Send back every line of the data exactly.

━━━━━ Information supplied

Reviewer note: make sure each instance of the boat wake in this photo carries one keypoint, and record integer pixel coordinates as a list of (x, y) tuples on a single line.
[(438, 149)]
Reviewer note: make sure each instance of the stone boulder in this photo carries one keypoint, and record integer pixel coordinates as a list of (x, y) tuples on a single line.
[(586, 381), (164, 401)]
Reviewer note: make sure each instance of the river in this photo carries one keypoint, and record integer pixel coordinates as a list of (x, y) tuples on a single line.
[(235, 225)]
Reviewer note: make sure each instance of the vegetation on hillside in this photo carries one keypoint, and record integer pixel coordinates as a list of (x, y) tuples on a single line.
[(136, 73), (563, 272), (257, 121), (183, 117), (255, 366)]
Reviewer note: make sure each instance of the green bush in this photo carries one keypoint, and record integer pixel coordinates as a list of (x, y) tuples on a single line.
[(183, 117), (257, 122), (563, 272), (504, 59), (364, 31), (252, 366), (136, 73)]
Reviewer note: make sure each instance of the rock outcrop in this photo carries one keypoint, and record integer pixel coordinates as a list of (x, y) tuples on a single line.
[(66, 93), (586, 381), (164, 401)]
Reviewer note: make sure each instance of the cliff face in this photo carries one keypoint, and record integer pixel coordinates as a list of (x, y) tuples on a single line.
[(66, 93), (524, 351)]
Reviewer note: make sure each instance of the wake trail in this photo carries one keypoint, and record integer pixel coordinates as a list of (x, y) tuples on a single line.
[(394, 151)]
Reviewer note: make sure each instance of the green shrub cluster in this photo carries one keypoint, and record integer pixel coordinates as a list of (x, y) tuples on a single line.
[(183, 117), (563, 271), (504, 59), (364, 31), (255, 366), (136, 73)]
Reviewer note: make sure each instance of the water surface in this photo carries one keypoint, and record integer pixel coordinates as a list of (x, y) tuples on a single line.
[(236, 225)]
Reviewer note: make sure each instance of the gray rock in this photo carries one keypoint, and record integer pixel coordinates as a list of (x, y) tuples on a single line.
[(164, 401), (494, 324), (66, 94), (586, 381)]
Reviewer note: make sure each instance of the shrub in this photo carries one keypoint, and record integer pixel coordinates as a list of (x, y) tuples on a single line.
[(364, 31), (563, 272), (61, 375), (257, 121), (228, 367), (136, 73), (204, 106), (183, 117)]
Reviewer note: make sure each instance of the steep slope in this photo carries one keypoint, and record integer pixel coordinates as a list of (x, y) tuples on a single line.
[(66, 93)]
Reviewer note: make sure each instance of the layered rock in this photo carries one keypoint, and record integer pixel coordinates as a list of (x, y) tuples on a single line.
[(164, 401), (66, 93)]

━━━━━━━━━━

■ **Answer**
Reviewer note: make sure each instance of the boat wake in this photo carries one keypoint, and record integer pixel coordinates as a list of (x, y) tuples on a single line.
[(438, 149)]
Reviewer note: make sure each instance of the stone boulder in this photo carries one keypoint, and record integer pixel coordinates as a list of (x, y) tuples on a single line.
[(586, 381), (164, 401)]
Reviewer note: make sure each instance of the river in this photo carries one keypoint, and record integer pixel coordinates as a list of (x, y) tuples on a single line.
[(235, 225)]
Reviewer note: make sure each instance of the vegetation on hillside in this photo carries one keypoint, and record integer pixel coordinates as a list of (x, y) tuples on a single line.
[(136, 73), (563, 272), (257, 121), (183, 117), (255, 366)]
Reviewer note: make sure each instance of the green bush in this photo carries one keypoint, and record integer pixel coordinates as a list of (x, y) tuples on a single line.
[(183, 117), (257, 122), (563, 272), (504, 59), (364, 31), (252, 366), (136, 73)]
Reviewer note: make sure each instance of the rock outcrop in this photo carries one keypoint, and record integer pixel coordinates as a list of (x, y) tuples on a single line.
[(66, 93), (586, 381), (164, 401)]
Reviewer note: make sure each instance of the cliff face in this photo carries one keypoint, and record integer pixel coordinates as a list of (x, y) tuples on a single line.
[(66, 93), (524, 351)]
Reviewer note: make sure each instance of the wake trail in this photo carries one keypoint, and record integer pixel coordinates as a list of (x, y) tuples on a single line.
[(394, 151)]
Reviewer note: make sure each instance of the green shrub cluster in this photo carries one keypoint, and record integer pixel coordinates as a list of (x, y) tuples on a single line.
[(183, 117), (563, 271), (504, 59), (364, 31), (255, 366), (136, 73)]
Reviewer note: make sure each instance of the water surface in this photo carries one keypoint, and record integer pixel coordinates as a list of (x, y) tuples on a single line.
[(236, 225)]
Reviewer note: make sure each instance of the gray rock in this photo carries one keypoint, and record integer pixel coordinates as a list of (x, y) tuples on a single line.
[(164, 401), (494, 324), (66, 94), (586, 381)]
Reviewer note: make sure each instance of the shrub in this photo carries one keypoint, and record integer pixel coordinates as a list of (x, y) tuples on a single line.
[(364, 31), (563, 272), (61, 375), (257, 121), (228, 367), (136, 73), (204, 106), (183, 117)]
Reviewer note: make sure each instance of the steep slope in this photo carries one keypoint, and record integer pixel coordinates as a list of (x, y) tuples on a single line.
[(66, 93)]
Reviewer note: make sure each instance of the layered rock in this photo carries one keypoint, and record integer pixel coordinates as a list of (x, y) tuples on a single line.
[(164, 401), (66, 93)]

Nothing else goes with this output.